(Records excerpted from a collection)
________________________
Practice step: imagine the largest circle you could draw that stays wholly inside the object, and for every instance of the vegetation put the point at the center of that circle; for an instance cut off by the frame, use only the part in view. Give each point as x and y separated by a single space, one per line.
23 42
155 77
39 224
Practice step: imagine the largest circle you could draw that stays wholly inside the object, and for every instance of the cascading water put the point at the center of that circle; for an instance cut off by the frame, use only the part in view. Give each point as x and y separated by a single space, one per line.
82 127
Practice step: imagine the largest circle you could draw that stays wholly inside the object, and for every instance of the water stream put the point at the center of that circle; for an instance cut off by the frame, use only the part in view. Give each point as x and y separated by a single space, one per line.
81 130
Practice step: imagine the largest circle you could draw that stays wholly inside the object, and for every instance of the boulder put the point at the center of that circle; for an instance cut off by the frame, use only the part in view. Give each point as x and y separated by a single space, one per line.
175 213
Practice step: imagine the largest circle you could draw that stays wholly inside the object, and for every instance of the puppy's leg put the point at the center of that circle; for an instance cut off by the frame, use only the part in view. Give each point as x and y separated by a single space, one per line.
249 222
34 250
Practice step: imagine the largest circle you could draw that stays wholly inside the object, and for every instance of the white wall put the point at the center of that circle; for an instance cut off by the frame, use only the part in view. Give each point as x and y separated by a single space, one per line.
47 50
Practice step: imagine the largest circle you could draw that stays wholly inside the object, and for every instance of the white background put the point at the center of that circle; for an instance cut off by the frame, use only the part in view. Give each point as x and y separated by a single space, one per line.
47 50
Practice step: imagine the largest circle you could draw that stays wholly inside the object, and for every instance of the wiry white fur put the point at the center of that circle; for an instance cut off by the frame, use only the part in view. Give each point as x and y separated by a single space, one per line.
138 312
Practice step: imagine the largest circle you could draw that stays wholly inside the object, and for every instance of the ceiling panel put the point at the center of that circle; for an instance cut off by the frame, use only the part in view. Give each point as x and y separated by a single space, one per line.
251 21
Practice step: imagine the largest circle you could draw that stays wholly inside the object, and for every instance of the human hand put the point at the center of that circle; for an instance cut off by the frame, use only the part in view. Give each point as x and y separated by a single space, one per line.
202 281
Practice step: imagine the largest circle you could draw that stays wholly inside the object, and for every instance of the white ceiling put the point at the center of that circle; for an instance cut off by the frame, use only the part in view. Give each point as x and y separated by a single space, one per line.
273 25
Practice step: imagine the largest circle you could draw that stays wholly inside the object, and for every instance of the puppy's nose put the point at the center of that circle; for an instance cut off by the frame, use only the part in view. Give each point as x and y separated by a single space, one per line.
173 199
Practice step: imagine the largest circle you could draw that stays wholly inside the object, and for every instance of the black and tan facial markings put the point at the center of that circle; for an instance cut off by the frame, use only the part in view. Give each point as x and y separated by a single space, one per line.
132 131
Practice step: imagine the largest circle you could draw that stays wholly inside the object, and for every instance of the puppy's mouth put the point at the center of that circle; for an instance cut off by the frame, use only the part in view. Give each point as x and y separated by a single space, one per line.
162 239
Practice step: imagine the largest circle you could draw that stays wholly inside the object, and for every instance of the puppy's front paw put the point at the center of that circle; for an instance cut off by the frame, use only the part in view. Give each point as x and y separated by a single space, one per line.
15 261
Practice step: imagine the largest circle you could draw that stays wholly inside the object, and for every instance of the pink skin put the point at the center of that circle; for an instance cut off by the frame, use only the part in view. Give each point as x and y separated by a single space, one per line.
________________________
■ **Given task**: Turn all the records above into a JSON list of strings, one string per line, leaving out any blank lines.

■ **Final result**:
[
  "Practice step: imagine the largest circle you could draw that stays wholly inside the object, and for every instance of the vegetation put the point at the center of that circle; for an instance cut off by the frame, use only the part in view. Give each point as x and y separated by a single space, one per line.",
  "23 42",
  "155 77",
  "39 224",
  "Practice step: imagine the largest circle you could draw that stays wholly inside the object, and for every instance of the cascading water put the point at the center of that circle; for an instance cut off by the frame, use only the part in view. Give each point as x and y separated by a single space, one per line.",
  "82 127",
  "Practice step: imagine the largest circle you could draw that stays wholly inside the object, and for every instance of the water stream put the point at the center of that circle; for an instance cut off by the frame, use only the part in view. Give each point as x and y separated by a single space, one per line.",
  "81 130",
  "Practice step: imagine the largest circle you could draw that stays wholly inside the object, and for every instance of the boulder put the point at the center of that circle; for an instance cut off by the frame, use only the part in view. Give each point as x and y separated by a single space, one per line.",
  "175 213",
  "Practice step: imagine the largest circle you could draw that stays wholly inside the object, and for every instance of the puppy's leg put the point at the center of that circle; for an instance cut off by the frame, use only the part in view. Give each point as x and y separated by a single space, one per line.",
  "249 222",
  "34 250",
  "Practice step: imagine the largest circle you could draw that stays wholly inside the object, and for every instance of the white wall put the point at the center of that circle; for an instance cut off by the frame, use only the part in view. Give each point as x and y separated by a single space, one per line.",
  "47 50",
  "Practice step: imagine the largest circle you could draw that stays wholly inside the object, and for every instance of the white background put the point at the center of that circle; for an instance cut off by the frame, use only the part in view. Give each point as x and y separated by a single space, one per line.",
  "47 50",
  "Practice step: imagine the largest circle you could draw that stays wholly inside the object, and for every instance of the wiry white fur put the point at the center of that circle; for an instance cut off by the frame, use only the part in view. Give each point as x and y separated by a single space, one per line.",
  "138 312",
  "Practice step: imagine the largest circle you could draw that stays wholly inside the object, and for every instance of the ceiling panel put the point at the center of that circle; for an instance cut off by the frame, use only the part in view. Give each point as x and y separated by a single space, one per line.",
  "251 21",
  "Practice step: imagine the largest circle you could draw that stays wholly inside the object, and for every instance of the human hand put the point at the center of that circle; for an instance cut off by the frame, use only the part in view. Give each point as x and y separated by a single space, one per line.",
  "202 281",
  "Practice step: imagine the largest circle you could draw that stays wholly inside the object, and for every instance of the white ceiling put the point at the center of that circle; for an instance cut off by the frame, use only the part in view. Give each point as x and y separated by a single space, one per line.",
  "273 25",
  "Practice step: imagine the largest circle you could draw that stays wholly inside the object, and for every instance of the puppy's nose put the point at the center of that circle; for an instance cut off by the frame, use only the part in view. Give each point as x and y separated by a single space, one per line.",
  "173 199",
  "Practice step: imagine the largest circle you could draw that stays wholly inside the object, and for every instance of the black and tan facial markings put the point at the center of that circle; for an instance cut off by the frame, use only the part in view. Give each point as x and y separated by a single space, one per line.",
  "132 131",
  "Practice step: imagine the largest circle you could draw that stays wholly inside the object, and for every instance of the puppy's mouth put the point at the center of that circle; for an instance cut off by the frame, use only the part in view. Give each point as x and y separated by a single space, one per line.",
  "162 239",
  "Practice step: imagine the largest circle you could draw that stays wholly inside the object, and for every instance of the puppy's front paw put the point at the center of that circle; for an instance cut off by the frame, use only the part in view. Give each point as x and y separated by a single space, one per line.",
  "15 261",
  "Practice step: imagine the largest circle you could draw that stays wholly inside the object, and for every instance of the pink skin put the point at the center of that circle; for an instance cut off by the frame, use only the part in view. Give each point as x and y separated by a single space, one per line."
]